(Location labeling records)
/---

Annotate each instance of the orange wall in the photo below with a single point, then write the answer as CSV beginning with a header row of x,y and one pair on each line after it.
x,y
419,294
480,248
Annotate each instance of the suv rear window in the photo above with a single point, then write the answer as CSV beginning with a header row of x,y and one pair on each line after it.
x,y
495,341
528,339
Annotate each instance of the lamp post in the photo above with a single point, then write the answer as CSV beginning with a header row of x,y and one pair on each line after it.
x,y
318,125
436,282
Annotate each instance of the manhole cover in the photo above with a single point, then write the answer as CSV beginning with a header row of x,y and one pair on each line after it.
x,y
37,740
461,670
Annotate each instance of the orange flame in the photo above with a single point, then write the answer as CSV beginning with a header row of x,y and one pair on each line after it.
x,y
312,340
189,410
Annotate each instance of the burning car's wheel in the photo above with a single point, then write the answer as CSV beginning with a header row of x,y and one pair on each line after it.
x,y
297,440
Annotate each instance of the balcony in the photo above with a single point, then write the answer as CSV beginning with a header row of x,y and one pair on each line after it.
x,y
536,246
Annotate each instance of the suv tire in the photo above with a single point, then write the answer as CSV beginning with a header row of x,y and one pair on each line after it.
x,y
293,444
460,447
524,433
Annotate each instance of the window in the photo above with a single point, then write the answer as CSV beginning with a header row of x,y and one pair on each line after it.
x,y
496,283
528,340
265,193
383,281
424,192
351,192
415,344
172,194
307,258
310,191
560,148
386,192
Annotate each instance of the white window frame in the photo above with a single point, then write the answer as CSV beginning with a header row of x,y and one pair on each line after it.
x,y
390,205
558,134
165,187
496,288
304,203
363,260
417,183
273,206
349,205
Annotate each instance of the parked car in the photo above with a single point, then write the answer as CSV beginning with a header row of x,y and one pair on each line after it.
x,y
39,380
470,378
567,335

\---
/---

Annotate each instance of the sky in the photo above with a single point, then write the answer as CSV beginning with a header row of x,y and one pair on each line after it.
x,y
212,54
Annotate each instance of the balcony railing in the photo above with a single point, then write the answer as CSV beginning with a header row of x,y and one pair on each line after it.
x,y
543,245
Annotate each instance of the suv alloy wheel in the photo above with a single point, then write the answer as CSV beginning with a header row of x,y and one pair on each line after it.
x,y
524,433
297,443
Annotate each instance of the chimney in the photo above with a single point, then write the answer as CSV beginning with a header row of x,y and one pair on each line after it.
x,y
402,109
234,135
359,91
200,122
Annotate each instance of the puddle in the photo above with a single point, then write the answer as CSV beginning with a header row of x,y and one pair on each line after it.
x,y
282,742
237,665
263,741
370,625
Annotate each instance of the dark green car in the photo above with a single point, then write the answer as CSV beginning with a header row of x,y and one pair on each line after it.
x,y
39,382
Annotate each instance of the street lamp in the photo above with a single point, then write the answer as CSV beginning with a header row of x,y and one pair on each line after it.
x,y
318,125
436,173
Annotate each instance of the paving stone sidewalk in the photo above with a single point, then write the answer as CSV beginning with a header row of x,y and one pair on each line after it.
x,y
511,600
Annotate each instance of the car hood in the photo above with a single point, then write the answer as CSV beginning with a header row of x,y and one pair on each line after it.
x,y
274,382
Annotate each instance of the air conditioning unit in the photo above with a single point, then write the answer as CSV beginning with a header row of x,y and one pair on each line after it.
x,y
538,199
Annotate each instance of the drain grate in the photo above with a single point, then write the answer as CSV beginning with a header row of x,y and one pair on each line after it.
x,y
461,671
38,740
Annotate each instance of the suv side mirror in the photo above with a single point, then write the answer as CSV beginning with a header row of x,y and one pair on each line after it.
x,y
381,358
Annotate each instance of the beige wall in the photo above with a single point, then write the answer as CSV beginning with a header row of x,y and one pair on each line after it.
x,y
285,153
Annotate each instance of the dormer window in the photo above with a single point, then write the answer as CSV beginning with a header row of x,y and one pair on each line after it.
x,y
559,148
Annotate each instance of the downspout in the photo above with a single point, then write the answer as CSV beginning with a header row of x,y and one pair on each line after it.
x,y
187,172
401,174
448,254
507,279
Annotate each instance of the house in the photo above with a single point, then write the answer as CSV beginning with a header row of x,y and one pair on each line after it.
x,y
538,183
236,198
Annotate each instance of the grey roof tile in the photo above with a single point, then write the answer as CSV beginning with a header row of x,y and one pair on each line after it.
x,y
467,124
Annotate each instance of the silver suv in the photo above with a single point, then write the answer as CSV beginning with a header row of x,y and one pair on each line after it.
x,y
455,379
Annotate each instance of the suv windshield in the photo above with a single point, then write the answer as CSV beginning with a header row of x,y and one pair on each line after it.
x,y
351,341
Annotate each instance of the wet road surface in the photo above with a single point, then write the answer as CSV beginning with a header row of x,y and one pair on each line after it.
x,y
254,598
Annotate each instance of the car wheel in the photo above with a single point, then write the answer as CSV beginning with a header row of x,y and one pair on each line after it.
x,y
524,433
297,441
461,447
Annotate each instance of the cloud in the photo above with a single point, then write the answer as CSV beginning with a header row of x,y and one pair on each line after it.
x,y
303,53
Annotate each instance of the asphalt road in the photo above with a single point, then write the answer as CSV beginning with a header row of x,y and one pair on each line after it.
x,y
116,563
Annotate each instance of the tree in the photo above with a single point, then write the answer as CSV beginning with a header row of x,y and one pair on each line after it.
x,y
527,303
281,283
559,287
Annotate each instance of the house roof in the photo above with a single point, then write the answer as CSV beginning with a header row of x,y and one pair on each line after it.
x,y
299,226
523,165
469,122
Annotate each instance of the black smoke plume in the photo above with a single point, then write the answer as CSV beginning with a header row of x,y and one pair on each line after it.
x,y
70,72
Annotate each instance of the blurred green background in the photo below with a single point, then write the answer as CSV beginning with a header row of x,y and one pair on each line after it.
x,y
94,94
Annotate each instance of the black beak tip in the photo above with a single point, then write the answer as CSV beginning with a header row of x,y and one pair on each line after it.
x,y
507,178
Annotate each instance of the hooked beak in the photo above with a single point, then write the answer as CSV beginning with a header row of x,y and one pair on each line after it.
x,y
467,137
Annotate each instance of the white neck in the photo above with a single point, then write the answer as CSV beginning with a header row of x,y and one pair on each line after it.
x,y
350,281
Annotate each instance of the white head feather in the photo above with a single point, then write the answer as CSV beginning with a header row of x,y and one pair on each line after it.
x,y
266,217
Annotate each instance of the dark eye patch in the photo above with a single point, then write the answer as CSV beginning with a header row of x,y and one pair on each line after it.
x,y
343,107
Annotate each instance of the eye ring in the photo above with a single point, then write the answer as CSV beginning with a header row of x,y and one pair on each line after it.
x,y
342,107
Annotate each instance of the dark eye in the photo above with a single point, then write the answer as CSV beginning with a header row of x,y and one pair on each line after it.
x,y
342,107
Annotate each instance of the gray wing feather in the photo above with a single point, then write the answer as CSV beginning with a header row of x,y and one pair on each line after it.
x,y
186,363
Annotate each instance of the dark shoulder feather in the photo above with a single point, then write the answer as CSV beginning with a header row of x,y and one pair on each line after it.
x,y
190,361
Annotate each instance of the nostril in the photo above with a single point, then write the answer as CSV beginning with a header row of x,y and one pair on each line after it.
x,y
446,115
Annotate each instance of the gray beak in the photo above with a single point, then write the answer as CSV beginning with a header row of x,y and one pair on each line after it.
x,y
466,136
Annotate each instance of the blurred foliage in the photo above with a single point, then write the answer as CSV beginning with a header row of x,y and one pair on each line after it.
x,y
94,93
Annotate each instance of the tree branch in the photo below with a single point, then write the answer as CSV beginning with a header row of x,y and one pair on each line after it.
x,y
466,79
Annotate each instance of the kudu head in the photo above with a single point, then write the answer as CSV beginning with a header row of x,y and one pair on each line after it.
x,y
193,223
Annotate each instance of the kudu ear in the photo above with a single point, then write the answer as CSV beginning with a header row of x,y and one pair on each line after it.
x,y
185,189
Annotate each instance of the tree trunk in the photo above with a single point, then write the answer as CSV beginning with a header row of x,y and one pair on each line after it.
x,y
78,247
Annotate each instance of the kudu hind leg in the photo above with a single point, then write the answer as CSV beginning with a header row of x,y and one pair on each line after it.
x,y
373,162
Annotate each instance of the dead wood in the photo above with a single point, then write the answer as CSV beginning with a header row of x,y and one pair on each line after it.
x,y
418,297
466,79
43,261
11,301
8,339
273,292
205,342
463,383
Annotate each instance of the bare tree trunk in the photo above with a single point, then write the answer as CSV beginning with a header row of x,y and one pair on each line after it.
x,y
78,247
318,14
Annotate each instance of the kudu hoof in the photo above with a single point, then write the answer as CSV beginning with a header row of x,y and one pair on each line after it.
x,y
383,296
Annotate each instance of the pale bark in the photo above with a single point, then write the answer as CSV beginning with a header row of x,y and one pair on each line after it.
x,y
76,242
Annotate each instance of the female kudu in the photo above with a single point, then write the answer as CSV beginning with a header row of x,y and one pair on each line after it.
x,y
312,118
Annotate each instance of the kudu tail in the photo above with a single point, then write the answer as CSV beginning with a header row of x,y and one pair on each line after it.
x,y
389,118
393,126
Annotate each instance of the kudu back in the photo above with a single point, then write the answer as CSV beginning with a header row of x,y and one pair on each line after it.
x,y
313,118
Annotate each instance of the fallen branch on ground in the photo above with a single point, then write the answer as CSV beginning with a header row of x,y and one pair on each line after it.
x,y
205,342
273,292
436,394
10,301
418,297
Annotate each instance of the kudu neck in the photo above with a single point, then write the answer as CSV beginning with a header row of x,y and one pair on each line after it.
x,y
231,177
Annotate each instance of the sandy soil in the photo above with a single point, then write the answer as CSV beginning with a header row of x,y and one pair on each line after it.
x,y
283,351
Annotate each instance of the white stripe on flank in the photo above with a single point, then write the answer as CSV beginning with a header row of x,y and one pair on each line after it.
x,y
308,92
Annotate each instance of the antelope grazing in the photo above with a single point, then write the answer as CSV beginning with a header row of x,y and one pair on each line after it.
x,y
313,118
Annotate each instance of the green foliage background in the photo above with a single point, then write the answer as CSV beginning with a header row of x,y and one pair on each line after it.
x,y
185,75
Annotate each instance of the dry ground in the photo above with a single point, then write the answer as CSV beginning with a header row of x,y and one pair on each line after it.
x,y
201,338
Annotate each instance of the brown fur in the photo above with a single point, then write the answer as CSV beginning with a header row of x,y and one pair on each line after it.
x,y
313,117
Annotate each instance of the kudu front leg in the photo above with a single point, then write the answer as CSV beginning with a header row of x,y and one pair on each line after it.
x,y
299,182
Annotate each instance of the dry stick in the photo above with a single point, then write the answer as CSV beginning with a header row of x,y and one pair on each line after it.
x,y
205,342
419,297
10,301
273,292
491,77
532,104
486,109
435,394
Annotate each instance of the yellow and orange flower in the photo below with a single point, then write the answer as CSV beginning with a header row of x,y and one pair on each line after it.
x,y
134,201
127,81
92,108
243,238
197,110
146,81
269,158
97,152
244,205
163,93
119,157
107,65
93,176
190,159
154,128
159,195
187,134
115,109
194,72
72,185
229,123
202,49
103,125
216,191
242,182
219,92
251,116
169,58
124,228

\---
/---

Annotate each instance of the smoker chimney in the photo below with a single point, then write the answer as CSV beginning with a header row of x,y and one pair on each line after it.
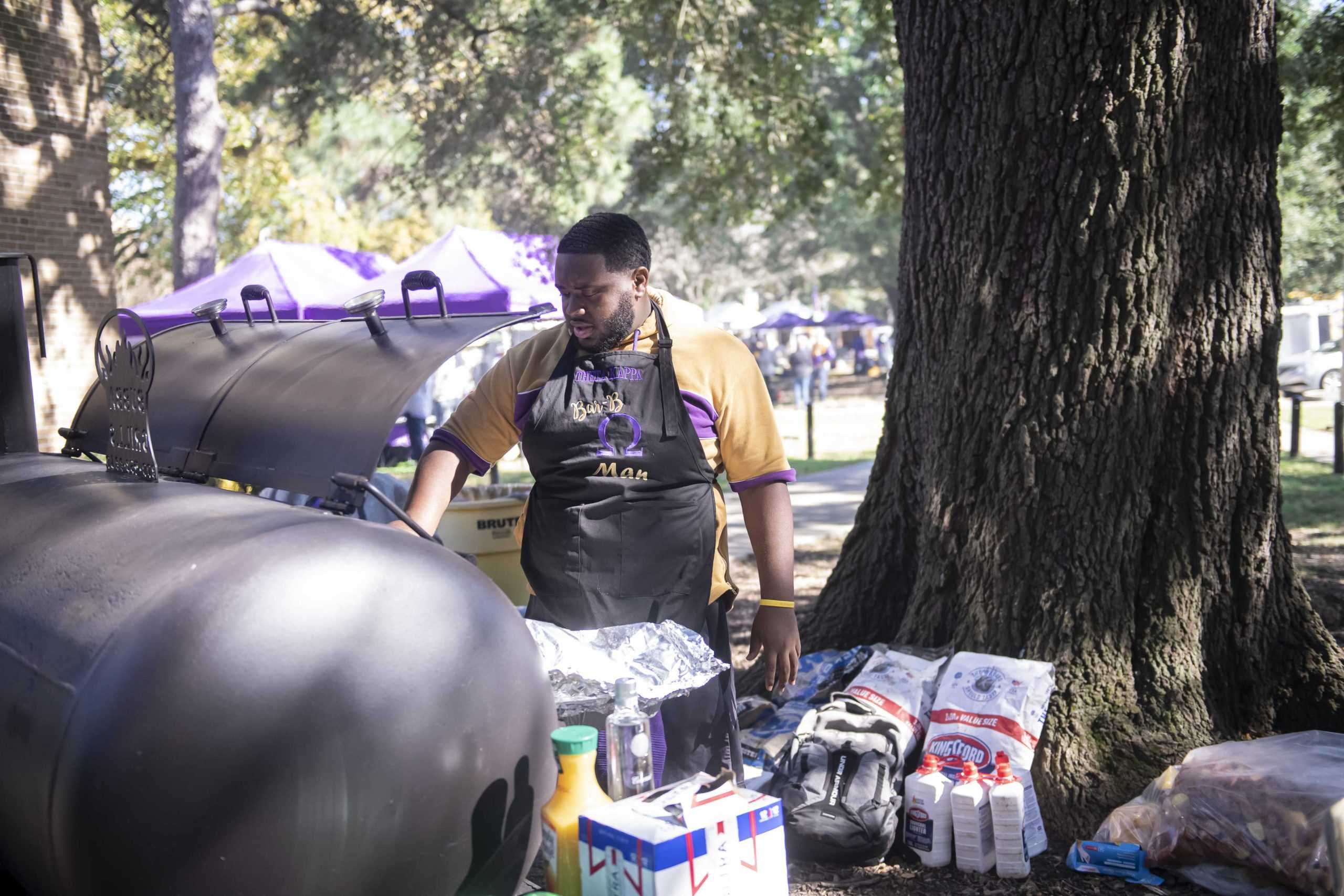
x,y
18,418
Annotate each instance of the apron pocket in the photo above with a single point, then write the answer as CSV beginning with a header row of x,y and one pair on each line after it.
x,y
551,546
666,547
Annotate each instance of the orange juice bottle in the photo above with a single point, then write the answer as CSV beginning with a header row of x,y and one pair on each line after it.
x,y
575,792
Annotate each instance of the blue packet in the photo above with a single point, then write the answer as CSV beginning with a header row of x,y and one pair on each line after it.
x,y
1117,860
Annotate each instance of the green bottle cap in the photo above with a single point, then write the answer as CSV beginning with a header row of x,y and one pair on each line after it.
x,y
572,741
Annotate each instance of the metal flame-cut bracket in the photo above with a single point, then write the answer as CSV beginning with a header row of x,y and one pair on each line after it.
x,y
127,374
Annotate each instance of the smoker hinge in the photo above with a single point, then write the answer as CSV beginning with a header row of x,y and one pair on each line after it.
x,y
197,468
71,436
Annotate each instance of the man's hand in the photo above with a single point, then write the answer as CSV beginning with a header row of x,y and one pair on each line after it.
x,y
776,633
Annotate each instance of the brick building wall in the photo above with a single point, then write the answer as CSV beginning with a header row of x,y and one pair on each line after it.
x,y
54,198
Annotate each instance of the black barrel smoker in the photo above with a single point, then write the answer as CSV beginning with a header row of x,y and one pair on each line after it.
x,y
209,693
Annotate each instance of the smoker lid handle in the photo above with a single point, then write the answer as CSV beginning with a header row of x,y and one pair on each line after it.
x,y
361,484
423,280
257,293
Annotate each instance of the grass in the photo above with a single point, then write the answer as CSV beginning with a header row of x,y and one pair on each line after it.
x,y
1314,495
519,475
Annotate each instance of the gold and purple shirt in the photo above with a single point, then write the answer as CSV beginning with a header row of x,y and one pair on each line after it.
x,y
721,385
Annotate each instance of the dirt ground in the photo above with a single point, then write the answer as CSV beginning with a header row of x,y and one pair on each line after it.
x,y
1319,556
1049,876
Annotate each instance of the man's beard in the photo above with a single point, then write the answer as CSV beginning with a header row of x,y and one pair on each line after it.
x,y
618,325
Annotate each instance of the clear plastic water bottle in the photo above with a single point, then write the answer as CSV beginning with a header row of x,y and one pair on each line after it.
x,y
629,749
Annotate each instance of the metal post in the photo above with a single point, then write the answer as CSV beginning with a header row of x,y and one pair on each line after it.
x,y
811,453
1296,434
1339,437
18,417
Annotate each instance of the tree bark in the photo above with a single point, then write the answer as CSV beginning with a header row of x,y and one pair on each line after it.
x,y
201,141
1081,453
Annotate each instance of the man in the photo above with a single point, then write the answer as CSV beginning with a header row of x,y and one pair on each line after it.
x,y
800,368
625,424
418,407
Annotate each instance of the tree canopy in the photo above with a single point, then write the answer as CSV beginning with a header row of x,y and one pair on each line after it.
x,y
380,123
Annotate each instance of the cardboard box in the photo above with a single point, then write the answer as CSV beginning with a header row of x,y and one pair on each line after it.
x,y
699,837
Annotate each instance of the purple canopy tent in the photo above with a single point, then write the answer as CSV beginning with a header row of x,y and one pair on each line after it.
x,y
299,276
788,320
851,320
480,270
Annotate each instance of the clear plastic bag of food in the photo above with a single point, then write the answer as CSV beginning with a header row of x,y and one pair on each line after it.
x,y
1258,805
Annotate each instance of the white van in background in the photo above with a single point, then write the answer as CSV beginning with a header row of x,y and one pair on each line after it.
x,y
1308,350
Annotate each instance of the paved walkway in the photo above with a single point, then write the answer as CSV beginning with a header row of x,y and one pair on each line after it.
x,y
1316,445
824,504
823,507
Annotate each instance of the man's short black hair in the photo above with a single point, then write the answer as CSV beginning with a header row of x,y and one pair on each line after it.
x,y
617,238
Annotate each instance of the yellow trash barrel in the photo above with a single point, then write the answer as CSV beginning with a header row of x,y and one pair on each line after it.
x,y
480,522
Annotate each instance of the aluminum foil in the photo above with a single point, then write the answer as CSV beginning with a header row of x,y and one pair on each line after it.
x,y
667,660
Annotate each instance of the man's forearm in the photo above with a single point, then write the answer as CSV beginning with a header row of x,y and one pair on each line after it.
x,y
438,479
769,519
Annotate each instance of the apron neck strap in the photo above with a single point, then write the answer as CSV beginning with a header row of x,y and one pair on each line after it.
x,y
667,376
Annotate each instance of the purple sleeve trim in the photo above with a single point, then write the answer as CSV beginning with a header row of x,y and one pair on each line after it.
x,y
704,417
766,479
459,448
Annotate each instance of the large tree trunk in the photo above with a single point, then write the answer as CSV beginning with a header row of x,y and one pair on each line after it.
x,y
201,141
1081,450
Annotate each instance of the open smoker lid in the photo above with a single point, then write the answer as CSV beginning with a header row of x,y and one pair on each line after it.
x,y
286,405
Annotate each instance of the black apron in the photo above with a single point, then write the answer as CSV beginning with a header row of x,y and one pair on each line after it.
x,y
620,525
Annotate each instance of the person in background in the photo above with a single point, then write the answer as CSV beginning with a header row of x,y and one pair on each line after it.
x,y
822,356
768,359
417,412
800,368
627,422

\---

▸ Objective
Identify each line in the records above that contains the string "beak", and copy every such line.

▸ Final result
Annotate each instance of the black beak tip in the photo above with a single point, then write the answer as CSV beginning with a header row of x,y and one pair on each line after it.
Annotate each instance of the hooked beak in the photo above with a single point, then write the answer as CSV beginning with a header row of x,y and one pair on each line after it.
Annotate each instance of the gray beak in the photo above with a single point, then write the answer as CSV beginning with a header row of x,y and one pair on each line after it.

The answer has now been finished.